* _WHAT YOU WILL DO_: Please pick out and copy every line of the records below that contains the string "grass", matching case exactly.

* _RECORDS TO USE_:
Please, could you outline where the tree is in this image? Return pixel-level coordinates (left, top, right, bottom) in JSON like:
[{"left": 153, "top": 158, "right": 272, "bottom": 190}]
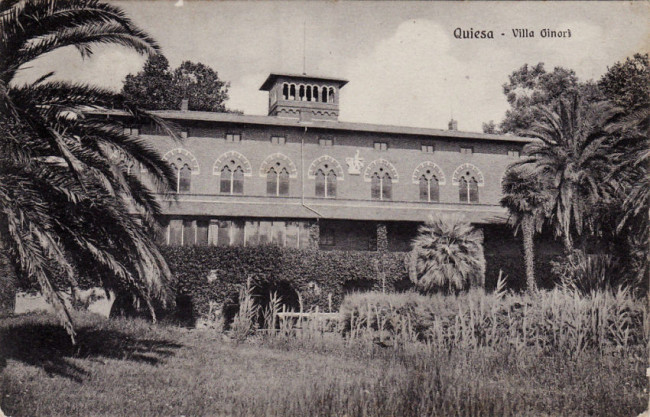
[
  {"left": 409, "top": 215, "right": 485, "bottom": 293},
  {"left": 122, "top": 54, "right": 175, "bottom": 109},
  {"left": 499, "top": 62, "right": 603, "bottom": 135},
  {"left": 122, "top": 55, "right": 230, "bottom": 112},
  {"left": 598, "top": 54, "right": 650, "bottom": 114},
  {"left": 0, "top": 0, "right": 176, "bottom": 343},
  {"left": 513, "top": 94, "right": 619, "bottom": 253},
  {"left": 501, "top": 167, "right": 549, "bottom": 292}
]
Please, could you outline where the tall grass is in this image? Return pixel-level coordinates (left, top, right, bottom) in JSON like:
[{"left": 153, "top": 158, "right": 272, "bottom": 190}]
[{"left": 341, "top": 289, "right": 648, "bottom": 357}]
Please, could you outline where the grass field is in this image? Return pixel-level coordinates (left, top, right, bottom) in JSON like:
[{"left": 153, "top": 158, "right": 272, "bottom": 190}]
[{"left": 0, "top": 314, "right": 647, "bottom": 417}]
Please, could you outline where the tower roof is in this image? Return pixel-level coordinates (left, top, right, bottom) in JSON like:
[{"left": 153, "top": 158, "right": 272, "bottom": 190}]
[{"left": 260, "top": 73, "right": 348, "bottom": 91}]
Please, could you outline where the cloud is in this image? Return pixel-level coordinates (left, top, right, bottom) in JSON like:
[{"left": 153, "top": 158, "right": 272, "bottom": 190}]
[
  {"left": 341, "top": 20, "right": 511, "bottom": 131},
  {"left": 226, "top": 72, "right": 269, "bottom": 115},
  {"left": 15, "top": 47, "right": 145, "bottom": 91}
]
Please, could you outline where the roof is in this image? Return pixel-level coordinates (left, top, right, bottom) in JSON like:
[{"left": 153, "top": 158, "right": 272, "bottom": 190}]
[
  {"left": 260, "top": 73, "right": 348, "bottom": 91},
  {"left": 95, "top": 110, "right": 533, "bottom": 143}
]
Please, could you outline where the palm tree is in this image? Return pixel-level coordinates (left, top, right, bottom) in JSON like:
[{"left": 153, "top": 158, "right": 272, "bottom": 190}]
[
  {"left": 513, "top": 95, "right": 620, "bottom": 253},
  {"left": 608, "top": 109, "right": 650, "bottom": 286},
  {"left": 501, "top": 167, "right": 549, "bottom": 292},
  {"left": 409, "top": 215, "right": 485, "bottom": 293},
  {"left": 0, "top": 0, "right": 176, "bottom": 343}
]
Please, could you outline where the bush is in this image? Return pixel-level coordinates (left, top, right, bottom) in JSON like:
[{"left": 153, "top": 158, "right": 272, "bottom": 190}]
[
  {"left": 551, "top": 250, "right": 626, "bottom": 294},
  {"left": 410, "top": 214, "right": 485, "bottom": 293},
  {"left": 341, "top": 289, "right": 647, "bottom": 356},
  {"left": 161, "top": 246, "right": 408, "bottom": 318}
]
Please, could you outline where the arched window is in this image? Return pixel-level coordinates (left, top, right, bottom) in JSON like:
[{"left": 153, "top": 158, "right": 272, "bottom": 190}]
[
  {"left": 315, "top": 165, "right": 336, "bottom": 198},
  {"left": 171, "top": 158, "right": 192, "bottom": 193},
  {"left": 420, "top": 170, "right": 440, "bottom": 203},
  {"left": 162, "top": 148, "right": 200, "bottom": 193},
  {"left": 370, "top": 167, "right": 393, "bottom": 200},
  {"left": 266, "top": 162, "right": 289, "bottom": 196},
  {"left": 232, "top": 166, "right": 244, "bottom": 194},
  {"left": 458, "top": 172, "right": 478, "bottom": 203},
  {"left": 219, "top": 160, "right": 244, "bottom": 194}
]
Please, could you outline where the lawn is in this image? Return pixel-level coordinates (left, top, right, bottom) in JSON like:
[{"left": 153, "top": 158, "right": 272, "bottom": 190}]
[{"left": 0, "top": 314, "right": 647, "bottom": 417}]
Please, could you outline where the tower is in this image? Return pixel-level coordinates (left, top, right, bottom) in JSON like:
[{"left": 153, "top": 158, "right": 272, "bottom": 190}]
[{"left": 260, "top": 74, "right": 348, "bottom": 122}]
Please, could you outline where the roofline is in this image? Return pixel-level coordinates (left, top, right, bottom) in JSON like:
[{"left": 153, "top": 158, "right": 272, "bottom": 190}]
[
  {"left": 88, "top": 110, "right": 534, "bottom": 143},
  {"left": 260, "top": 73, "right": 348, "bottom": 91}
]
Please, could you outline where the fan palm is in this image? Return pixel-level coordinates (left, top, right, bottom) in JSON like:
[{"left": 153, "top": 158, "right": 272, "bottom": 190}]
[
  {"left": 409, "top": 215, "right": 485, "bottom": 293},
  {"left": 513, "top": 95, "right": 620, "bottom": 253},
  {"left": 501, "top": 167, "right": 549, "bottom": 292},
  {"left": 0, "top": 0, "right": 175, "bottom": 342}
]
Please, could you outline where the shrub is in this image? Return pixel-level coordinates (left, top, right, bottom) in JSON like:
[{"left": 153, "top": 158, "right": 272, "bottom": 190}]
[
  {"left": 551, "top": 250, "right": 626, "bottom": 294},
  {"left": 410, "top": 215, "right": 485, "bottom": 293}
]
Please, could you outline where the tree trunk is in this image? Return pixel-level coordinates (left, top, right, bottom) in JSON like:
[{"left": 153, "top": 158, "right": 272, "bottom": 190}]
[
  {"left": 521, "top": 215, "right": 537, "bottom": 293},
  {"left": 0, "top": 216, "right": 18, "bottom": 316}
]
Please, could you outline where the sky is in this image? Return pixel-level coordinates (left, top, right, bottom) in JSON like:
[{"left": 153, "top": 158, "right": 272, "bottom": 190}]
[{"left": 12, "top": 0, "right": 650, "bottom": 131}]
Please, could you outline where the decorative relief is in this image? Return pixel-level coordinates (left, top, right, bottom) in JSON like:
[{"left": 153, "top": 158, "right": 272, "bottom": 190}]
[
  {"left": 451, "top": 163, "right": 485, "bottom": 187},
  {"left": 162, "top": 148, "right": 200, "bottom": 175},
  {"left": 363, "top": 159, "right": 399, "bottom": 183},
  {"left": 307, "top": 155, "right": 343, "bottom": 181},
  {"left": 345, "top": 149, "right": 364, "bottom": 175},
  {"left": 411, "top": 161, "right": 447, "bottom": 185},
  {"left": 212, "top": 151, "right": 253, "bottom": 177},
  {"left": 260, "top": 152, "right": 298, "bottom": 178}
]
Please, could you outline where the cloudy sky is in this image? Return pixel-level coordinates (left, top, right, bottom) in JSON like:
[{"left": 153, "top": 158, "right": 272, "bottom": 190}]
[{"left": 12, "top": 1, "right": 650, "bottom": 131}]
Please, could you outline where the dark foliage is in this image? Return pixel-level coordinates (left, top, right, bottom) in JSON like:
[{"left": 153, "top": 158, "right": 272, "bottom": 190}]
[
  {"left": 122, "top": 55, "right": 230, "bottom": 112},
  {"left": 162, "top": 246, "right": 408, "bottom": 317},
  {"left": 598, "top": 54, "right": 650, "bottom": 112}
]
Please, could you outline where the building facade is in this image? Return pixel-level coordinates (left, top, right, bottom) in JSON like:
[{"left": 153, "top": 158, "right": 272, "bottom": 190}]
[{"left": 107, "top": 74, "right": 528, "bottom": 251}]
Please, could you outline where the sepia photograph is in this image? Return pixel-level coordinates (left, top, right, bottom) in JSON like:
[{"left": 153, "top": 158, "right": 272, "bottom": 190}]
[{"left": 0, "top": 0, "right": 650, "bottom": 417}]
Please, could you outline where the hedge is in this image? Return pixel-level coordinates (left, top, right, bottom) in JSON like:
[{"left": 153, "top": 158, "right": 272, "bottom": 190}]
[{"left": 161, "top": 246, "right": 410, "bottom": 317}]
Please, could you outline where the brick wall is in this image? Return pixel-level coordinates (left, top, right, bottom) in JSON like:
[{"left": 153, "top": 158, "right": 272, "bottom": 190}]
[{"left": 142, "top": 119, "right": 521, "bottom": 204}]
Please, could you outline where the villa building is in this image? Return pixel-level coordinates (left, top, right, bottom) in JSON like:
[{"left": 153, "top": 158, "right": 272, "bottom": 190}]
[{"left": 101, "top": 74, "right": 528, "bottom": 251}]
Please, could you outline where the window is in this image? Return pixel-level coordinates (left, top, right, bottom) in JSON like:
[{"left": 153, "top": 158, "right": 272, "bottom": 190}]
[
  {"left": 420, "top": 170, "right": 440, "bottom": 203},
  {"left": 196, "top": 220, "right": 210, "bottom": 246},
  {"left": 458, "top": 171, "right": 478, "bottom": 203},
  {"left": 219, "top": 160, "right": 244, "bottom": 195},
  {"left": 271, "top": 136, "right": 287, "bottom": 145},
  {"left": 167, "top": 220, "right": 183, "bottom": 246},
  {"left": 370, "top": 168, "right": 392, "bottom": 200},
  {"left": 316, "top": 164, "right": 336, "bottom": 198},
  {"left": 375, "top": 142, "right": 388, "bottom": 151},
  {"left": 183, "top": 220, "right": 196, "bottom": 246},
  {"left": 226, "top": 133, "right": 241, "bottom": 142},
  {"left": 422, "top": 143, "right": 435, "bottom": 153},
  {"left": 266, "top": 162, "right": 289, "bottom": 196},
  {"left": 320, "top": 227, "right": 336, "bottom": 246},
  {"left": 318, "top": 138, "right": 334, "bottom": 146},
  {"left": 171, "top": 158, "right": 192, "bottom": 193}
]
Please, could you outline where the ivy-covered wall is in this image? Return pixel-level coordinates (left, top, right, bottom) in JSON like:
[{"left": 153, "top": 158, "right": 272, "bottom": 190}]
[{"left": 162, "top": 246, "right": 410, "bottom": 317}]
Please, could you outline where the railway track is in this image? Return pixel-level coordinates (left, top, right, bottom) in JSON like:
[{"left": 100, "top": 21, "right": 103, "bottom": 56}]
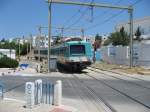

* _SOLUTION_:
Please, could you outline where the tall grass is in this image? Return pixel-level coordinates (left, top, right, bottom) in JSON like:
Please, could you outline where the grass field is in this image? Return pixel-level coordinates (left, top, right, bottom) in JSON like:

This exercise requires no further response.